## Task brief
Return every line below exactly.

## Data provided
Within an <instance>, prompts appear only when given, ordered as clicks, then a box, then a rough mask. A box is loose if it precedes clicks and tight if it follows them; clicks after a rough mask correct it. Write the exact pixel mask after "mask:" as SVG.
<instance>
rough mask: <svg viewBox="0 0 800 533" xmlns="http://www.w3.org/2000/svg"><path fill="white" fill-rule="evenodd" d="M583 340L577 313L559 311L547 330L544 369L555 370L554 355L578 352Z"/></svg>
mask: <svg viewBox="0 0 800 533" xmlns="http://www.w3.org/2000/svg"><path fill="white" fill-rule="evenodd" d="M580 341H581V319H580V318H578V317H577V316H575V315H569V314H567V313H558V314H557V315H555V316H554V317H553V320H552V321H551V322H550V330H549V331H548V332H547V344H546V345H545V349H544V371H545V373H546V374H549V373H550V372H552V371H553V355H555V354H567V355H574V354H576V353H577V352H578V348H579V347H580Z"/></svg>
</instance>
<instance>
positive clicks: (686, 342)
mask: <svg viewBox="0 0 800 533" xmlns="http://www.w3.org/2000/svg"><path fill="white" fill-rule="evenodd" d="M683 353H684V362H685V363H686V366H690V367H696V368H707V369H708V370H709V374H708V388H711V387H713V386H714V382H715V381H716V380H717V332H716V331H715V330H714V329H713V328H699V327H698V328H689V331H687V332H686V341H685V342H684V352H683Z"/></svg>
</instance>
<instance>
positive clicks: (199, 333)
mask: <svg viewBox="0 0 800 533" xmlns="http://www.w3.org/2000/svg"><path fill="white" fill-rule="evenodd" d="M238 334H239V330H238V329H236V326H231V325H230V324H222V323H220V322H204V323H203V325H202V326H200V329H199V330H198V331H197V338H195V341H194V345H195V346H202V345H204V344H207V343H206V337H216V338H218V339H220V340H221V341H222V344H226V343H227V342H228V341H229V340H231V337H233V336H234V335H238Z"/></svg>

## Written solution
Within an <instance>, prompts appear only when given, ordered as clicks, then a box, then a rough mask. A box is loose if it precedes clicks and tight if it follows them; clicks after a rough mask correct it. Write the exact pixel mask after "mask:" as SVG.
<instance>
rough mask: <svg viewBox="0 0 800 533" xmlns="http://www.w3.org/2000/svg"><path fill="white" fill-rule="evenodd" d="M583 340L577 313L559 311L547 330L544 369L555 370L554 355L578 352Z"/></svg>
mask: <svg viewBox="0 0 800 533" xmlns="http://www.w3.org/2000/svg"><path fill="white" fill-rule="evenodd" d="M580 341H581V319H580V318H578V317H577V316H575V315H569V314H567V313H558V314H557V315H555V316H554V317H553V320H552V321H551V322H550V330H549V331H548V332H547V344H546V345H545V349H544V371H545V373H546V374H549V373H550V372H552V371H553V355H555V354H567V355H574V354H576V353H577V352H578V348H579V347H580Z"/></svg>
</instance>
<instance>
positive clicks: (686, 342)
mask: <svg viewBox="0 0 800 533" xmlns="http://www.w3.org/2000/svg"><path fill="white" fill-rule="evenodd" d="M683 353H684V362H685V363H686V366H690V367H696V368H707V369H708V370H709V374H708V388H711V387H713V386H714V382H715V381H716V380H717V332H716V331H715V330H714V329H713V328H699V327H698V328H689V331H687V332H686V341H685V342H684V352H683Z"/></svg>
</instance>
<instance>
positive clicks: (199, 333)
mask: <svg viewBox="0 0 800 533" xmlns="http://www.w3.org/2000/svg"><path fill="white" fill-rule="evenodd" d="M238 334H239V330H238V329H236V326H231V325H230V324H222V323H220V322H204V323H203V325H202V326H200V329H199V330H198V331H197V338H195V341H194V345H195V346H202V345H204V344H207V343H206V337H216V338H218V339H220V340H221V341H222V344H226V343H227V342H228V341H229V340H231V337H233V336H234V335H238Z"/></svg>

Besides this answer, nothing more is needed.